* [Instruction] Rewrite all of the records below, putting "Object" wherever "Target" appears and changing nothing else. Leave the pictures out of your answer.
--------------------
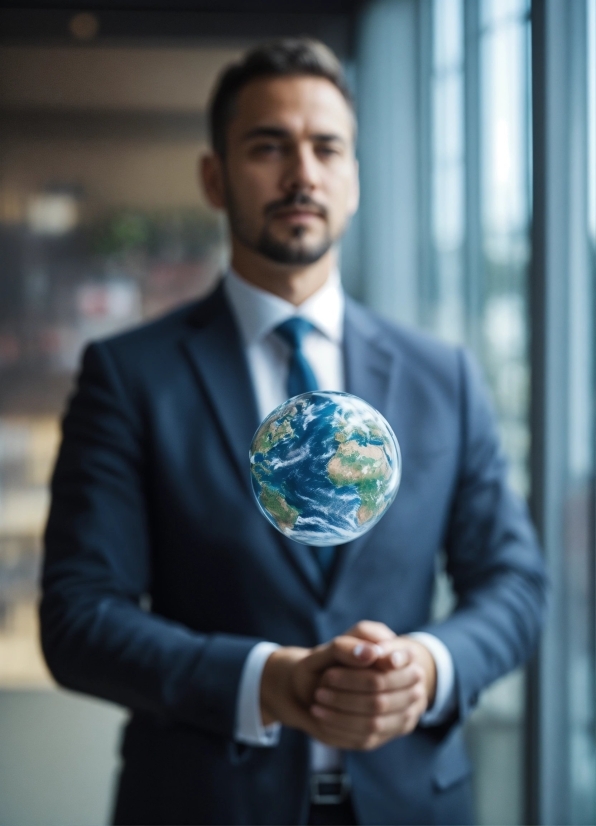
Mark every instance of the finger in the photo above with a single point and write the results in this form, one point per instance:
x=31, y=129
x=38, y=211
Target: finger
x=371, y=631
x=349, y=651
x=373, y=704
x=370, y=680
x=358, y=728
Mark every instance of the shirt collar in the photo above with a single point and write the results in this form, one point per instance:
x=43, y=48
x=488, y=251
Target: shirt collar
x=258, y=312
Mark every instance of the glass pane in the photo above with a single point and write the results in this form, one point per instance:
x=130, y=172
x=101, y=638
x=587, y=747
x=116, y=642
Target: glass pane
x=447, y=313
x=101, y=225
x=498, y=121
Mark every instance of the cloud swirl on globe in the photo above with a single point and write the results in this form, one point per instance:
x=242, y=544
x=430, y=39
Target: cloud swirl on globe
x=325, y=466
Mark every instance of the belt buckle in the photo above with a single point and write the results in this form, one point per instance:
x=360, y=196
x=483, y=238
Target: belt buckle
x=329, y=788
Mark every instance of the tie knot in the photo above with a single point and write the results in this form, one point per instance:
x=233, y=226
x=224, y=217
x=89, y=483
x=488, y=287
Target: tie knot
x=293, y=331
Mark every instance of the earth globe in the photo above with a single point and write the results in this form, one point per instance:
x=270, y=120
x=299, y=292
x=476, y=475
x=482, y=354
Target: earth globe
x=325, y=466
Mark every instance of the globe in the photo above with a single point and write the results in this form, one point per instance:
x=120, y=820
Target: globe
x=325, y=466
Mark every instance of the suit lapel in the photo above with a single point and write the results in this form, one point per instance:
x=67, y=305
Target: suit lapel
x=372, y=372
x=218, y=358
x=215, y=349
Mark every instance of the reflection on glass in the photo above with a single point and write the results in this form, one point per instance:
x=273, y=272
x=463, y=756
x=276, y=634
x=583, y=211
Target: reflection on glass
x=580, y=496
x=101, y=226
x=505, y=220
x=497, y=41
x=448, y=311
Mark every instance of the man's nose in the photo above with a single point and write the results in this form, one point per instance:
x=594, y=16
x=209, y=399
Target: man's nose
x=302, y=172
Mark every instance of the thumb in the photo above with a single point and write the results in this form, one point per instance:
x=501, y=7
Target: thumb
x=344, y=650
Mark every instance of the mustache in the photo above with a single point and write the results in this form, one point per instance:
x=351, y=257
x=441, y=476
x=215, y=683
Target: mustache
x=299, y=199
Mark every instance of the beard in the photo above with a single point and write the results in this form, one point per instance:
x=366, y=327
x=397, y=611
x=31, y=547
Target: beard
x=296, y=249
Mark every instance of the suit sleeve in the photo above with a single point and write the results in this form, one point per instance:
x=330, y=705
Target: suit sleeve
x=95, y=636
x=493, y=557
--------------------
* [Solved problem]
Mark every instance of the finger in the photo above with a single point and write the results in this form, one point per instance:
x=31, y=129
x=38, y=211
Object: finger
x=371, y=631
x=349, y=651
x=373, y=704
x=370, y=680
x=358, y=728
Mark every instance of the shirt collar in the photo above with a single point and write the results in this form, one point per instance:
x=43, y=48
x=488, y=251
Object: shirt collar
x=258, y=312
Mark every instance of the glass pane in the photo above with a single point and write the results in this form, one point per instance:
x=130, y=172
x=101, y=638
x=587, y=747
x=116, y=642
Object: glass pane
x=447, y=313
x=101, y=225
x=498, y=121
Mark every instance of the cloud swirl on globe in the photo above with a single point and write the results in this form, one point per instance:
x=242, y=544
x=430, y=39
Object: cloud swirl on globe
x=325, y=466
Mark every instance of the belt buckle in the photo above with a single point and write the results in this form, one point per instance:
x=360, y=196
x=483, y=238
Object: belt buckle
x=329, y=788
Mark every instance of the tie knot in the photo above with a single point and write the results in this form, one point per instance:
x=233, y=226
x=224, y=217
x=89, y=483
x=488, y=287
Object: tie knot
x=293, y=331
Mark every instance of the earth globe in the photo above with a single point and write the results in this form, one point per instance:
x=270, y=120
x=299, y=292
x=476, y=475
x=482, y=354
Object: earth globe
x=325, y=466
Mark every instance of the globe in the photo above with a single point and write the results in this form, one point per instance:
x=120, y=820
Object: globe
x=325, y=466
Mark every instance of the suit lapel in the photo above with a single point and write the results in this form, one point per instance:
x=67, y=305
Object: suit lapel
x=372, y=372
x=218, y=358
x=215, y=349
Mark every instance of the reflection on glass in the photo above with a single point and write the results in this form, one point per instance:
x=273, y=272
x=463, y=756
x=276, y=634
x=583, y=211
Object: reflection on glass
x=580, y=496
x=101, y=226
x=505, y=220
x=497, y=41
x=448, y=311
Mark every instance of the man's nose in the photo above with a single point and write the results in this form, one point per instance:
x=594, y=16
x=209, y=399
Object: man's nose
x=302, y=172
Mark every instance of the thumb in the photo above with a single point and write the results in this form, one point per instance:
x=501, y=7
Object: thumb
x=344, y=650
Mark every instance of the mustache in the photo above with a single point and write the results in this form, one point per instance:
x=351, y=257
x=441, y=476
x=215, y=683
Object: mustache
x=299, y=199
Mark every instance of the beard in the photo above with a single point and write the results in this form, one point per instance:
x=366, y=327
x=397, y=611
x=31, y=547
Object: beard
x=296, y=249
Mark every instance of the suit sleeve in the photo above with a single point and write the results in this form, one point per instance:
x=330, y=705
Object: suit sleeve
x=95, y=636
x=493, y=557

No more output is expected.